• WHAT IS NEEDED
Please report, in full, each line of the listing below that contains the word "help". Treat uppercase and lowercase as different.

• DATA SUPPLIED
________
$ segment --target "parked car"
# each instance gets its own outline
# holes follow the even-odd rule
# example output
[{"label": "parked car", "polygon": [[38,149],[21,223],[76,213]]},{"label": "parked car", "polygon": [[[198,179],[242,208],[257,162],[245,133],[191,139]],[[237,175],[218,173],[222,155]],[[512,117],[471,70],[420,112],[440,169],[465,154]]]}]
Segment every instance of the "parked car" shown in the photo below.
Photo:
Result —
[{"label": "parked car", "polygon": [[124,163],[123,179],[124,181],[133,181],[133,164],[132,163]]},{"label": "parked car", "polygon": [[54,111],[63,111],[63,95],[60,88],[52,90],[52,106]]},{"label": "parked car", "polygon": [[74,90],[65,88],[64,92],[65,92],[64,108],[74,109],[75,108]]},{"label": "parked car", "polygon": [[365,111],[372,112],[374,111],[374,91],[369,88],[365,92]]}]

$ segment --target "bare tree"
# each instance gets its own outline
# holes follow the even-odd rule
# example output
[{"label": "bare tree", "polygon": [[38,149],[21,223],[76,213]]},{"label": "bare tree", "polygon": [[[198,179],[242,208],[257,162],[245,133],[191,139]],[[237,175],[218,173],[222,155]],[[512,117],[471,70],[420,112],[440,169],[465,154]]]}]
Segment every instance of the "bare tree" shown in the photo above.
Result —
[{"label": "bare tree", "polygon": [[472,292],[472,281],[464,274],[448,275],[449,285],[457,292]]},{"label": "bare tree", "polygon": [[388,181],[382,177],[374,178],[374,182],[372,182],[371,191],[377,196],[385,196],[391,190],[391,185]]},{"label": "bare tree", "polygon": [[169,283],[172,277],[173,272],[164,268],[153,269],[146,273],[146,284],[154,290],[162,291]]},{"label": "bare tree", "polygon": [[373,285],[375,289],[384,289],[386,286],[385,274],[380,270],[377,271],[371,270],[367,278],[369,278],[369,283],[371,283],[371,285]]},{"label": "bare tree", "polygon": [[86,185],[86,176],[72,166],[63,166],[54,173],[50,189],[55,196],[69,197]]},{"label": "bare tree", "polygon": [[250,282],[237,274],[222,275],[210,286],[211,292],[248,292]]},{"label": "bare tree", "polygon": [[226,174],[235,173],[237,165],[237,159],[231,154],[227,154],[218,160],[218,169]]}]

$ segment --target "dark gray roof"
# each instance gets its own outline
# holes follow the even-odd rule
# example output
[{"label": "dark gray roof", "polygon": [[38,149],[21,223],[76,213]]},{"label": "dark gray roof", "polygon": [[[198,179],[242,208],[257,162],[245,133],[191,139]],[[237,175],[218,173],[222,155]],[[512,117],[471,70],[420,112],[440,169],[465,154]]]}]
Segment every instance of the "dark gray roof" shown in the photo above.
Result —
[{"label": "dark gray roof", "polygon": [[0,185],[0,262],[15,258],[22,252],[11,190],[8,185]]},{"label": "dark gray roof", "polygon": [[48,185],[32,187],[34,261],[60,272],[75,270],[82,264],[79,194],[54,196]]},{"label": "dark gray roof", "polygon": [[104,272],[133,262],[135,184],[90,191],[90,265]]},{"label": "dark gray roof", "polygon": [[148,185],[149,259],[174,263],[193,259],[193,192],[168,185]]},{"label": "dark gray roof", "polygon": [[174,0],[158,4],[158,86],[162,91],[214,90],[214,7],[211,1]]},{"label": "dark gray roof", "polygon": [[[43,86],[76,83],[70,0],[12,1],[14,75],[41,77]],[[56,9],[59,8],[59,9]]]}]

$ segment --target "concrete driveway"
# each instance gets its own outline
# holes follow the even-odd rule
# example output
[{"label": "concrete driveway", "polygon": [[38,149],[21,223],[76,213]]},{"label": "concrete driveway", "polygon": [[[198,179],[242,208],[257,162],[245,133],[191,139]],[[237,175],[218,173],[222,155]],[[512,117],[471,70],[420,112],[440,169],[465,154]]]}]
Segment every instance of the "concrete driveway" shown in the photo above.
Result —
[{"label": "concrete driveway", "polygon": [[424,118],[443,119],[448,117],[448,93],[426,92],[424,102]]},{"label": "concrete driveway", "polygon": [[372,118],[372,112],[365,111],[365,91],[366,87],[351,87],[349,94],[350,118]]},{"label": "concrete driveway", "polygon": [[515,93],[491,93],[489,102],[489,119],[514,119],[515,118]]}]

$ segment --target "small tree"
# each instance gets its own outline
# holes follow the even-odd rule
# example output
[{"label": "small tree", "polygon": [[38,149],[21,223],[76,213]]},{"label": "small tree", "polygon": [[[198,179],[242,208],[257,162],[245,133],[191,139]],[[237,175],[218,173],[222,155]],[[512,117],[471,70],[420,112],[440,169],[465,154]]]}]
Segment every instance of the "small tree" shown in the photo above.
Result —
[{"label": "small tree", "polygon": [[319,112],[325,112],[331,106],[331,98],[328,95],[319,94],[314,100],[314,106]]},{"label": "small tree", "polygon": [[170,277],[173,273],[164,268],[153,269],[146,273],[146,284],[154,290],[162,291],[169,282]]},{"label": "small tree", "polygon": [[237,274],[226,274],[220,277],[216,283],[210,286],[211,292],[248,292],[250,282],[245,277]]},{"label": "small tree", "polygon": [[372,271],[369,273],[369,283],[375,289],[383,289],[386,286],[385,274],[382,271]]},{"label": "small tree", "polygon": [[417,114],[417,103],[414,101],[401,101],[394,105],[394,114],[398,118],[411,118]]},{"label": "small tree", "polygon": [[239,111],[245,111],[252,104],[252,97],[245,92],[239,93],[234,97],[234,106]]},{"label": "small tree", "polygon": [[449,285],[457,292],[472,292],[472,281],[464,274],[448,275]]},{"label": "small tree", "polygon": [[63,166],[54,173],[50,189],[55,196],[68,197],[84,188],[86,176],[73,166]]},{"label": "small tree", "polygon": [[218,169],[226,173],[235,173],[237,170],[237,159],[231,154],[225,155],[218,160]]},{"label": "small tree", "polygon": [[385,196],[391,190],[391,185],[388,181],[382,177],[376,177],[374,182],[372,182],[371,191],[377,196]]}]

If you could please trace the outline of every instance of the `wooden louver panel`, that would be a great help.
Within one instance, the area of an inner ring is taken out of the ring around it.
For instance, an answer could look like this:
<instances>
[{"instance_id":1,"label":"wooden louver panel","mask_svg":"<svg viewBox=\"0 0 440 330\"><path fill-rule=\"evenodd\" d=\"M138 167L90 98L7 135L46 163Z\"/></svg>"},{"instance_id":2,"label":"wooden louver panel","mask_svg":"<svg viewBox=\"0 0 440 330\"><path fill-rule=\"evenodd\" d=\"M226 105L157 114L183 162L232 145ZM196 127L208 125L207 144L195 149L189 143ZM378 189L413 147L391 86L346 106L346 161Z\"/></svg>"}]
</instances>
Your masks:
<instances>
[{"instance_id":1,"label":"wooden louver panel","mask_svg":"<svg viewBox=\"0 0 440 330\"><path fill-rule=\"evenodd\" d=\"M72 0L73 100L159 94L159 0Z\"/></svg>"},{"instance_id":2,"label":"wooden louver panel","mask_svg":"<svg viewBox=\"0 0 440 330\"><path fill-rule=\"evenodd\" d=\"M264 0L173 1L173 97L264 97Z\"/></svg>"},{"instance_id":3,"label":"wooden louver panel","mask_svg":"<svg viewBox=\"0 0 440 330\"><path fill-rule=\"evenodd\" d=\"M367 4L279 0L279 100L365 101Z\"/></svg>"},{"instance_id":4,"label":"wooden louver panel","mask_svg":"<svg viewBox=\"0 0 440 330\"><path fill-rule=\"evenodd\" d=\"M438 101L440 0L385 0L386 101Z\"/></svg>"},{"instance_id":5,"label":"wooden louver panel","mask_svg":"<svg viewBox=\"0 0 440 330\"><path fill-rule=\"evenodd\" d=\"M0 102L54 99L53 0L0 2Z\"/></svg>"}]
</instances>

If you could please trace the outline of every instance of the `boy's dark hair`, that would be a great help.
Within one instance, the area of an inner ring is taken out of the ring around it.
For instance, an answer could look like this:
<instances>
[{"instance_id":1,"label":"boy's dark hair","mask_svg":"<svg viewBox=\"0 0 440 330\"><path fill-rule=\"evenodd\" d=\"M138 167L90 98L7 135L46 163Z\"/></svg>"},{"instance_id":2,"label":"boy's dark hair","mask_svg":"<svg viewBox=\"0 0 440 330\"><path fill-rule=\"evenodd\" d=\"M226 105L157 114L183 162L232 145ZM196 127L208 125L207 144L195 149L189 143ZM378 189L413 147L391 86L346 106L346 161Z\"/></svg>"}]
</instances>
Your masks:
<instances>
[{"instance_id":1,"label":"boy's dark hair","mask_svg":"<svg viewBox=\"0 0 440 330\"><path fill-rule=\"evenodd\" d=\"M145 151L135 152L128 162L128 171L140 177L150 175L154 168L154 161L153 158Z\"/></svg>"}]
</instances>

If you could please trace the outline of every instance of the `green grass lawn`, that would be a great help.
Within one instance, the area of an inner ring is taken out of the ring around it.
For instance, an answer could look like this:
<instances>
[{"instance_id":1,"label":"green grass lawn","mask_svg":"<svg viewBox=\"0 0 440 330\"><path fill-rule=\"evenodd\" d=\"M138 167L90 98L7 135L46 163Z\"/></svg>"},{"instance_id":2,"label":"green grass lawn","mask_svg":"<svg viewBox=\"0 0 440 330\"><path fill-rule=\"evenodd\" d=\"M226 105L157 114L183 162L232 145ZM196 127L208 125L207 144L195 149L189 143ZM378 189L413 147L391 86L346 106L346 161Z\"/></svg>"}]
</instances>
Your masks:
________
• FULL OUTPUT
If you could please trace the outline of every instance of the `wooden louver panel`, that would be a great help.
If you could please trace the outline of every instance of the `boy's dark hair`, that would be a great help.
If you could please trace the outline of every instance of the `green grass lawn`, that would be a great help.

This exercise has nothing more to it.